That's interesting, but I find it strange that moisture content does not
change the adiabatic lapse rate. Moist air has a higher heat capacity than
dry air, so I would expect the adiabatic lapse rate of moist air (but
unsaturated) to be lower than dry air.

True enough, but the difference in heat capacity is small. At 15 degC,
saturated air is still less than 2% water vapor, and the heat capacity of
water vapor is less than twice that of air. So you'd expect the variation
to be no more than a percent or two. That pales in comparison with the
difference made by condensation of that water vapor.

Julian Scarfe

On 26 Nov 2004 09:53:14 -0600, Andrew Sarangan
wrote:


That's interesting, but I find it strange that moisture content does not
change the adiabatic lapse rate. Moist air has a higher heat capacity than
dry air, so I would expect the adiabatic lapse rate of moist air (but
unsaturated) to be lower than dry air.


It is. But the additional heat comes from the process of
condensation, not expansion.

So the moist adiabatic lapse rate is a combination of two things,
cooling by expansion, and heating by condensation.





"Julian Scarfe" wrote in
:

"Andrew Sarangan" wrote in message
om...

Adiabatic lapse rate is 1C/1"Hg for moist air (depending on moisture
content) and 3C/1"Hg for dry air. 2C/1"Hg is a representative average
for somewhat moist but unsaturated air.

No, moist but unsaturated air has an adiabatic lapse rate of 3 degC
(i.e. the unsaturated adiabatic lapse rate). The difference between
that and saturated comes not from the amount of water vapor in the air
as a mixing of properties, but from the latent heat produced when the
water vapor condenses, which only happens when the air becomes
saturated. It's not a progression, but a sharp difference when the
water vapor starts to condense.

Julian Scarfe

> _PROVIDED DATA_
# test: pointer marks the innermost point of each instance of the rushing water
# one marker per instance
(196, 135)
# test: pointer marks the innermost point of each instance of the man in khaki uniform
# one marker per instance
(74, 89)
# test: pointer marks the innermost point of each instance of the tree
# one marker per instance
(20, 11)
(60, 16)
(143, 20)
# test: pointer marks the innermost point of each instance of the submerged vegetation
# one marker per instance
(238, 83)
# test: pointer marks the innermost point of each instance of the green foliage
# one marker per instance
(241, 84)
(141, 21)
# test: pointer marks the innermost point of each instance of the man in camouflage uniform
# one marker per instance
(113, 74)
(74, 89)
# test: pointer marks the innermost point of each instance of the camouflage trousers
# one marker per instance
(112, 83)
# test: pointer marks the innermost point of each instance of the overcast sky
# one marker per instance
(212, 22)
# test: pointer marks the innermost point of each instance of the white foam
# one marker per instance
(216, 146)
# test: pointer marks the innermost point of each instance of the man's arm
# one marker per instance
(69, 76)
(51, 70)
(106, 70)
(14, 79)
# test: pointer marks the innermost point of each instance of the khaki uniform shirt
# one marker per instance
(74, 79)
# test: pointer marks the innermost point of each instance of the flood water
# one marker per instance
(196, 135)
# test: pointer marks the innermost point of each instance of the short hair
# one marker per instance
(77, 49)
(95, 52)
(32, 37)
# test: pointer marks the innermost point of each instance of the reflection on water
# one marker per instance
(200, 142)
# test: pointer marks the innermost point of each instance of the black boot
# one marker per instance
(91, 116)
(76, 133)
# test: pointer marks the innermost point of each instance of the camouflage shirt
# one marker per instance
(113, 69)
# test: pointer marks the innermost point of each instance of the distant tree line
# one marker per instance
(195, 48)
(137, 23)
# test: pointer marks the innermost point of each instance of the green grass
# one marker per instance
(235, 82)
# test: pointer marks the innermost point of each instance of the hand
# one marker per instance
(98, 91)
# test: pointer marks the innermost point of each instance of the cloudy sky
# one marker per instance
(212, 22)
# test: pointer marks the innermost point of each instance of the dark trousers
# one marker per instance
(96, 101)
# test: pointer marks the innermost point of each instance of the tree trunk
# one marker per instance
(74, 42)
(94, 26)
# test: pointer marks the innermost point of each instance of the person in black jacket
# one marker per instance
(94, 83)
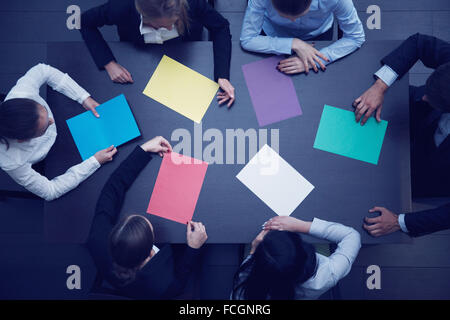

> _OBJECTIVES_
1. In the lapse-rate thread, what share of saturated air at 15 degC is water vapor?
2. Extract from the lapse-rate thread the passage from "It is. But the" up to and including "heating by condensation.", copied word for word.

> _ANSWERS BELOW_
1. Less than 2%.

2.
It is. But the additional heat comes from the process of
condensation, not expansion.

So the moist adiabatic lapse rate is a combination of two things,
cooling by expansion, and heating by condensation.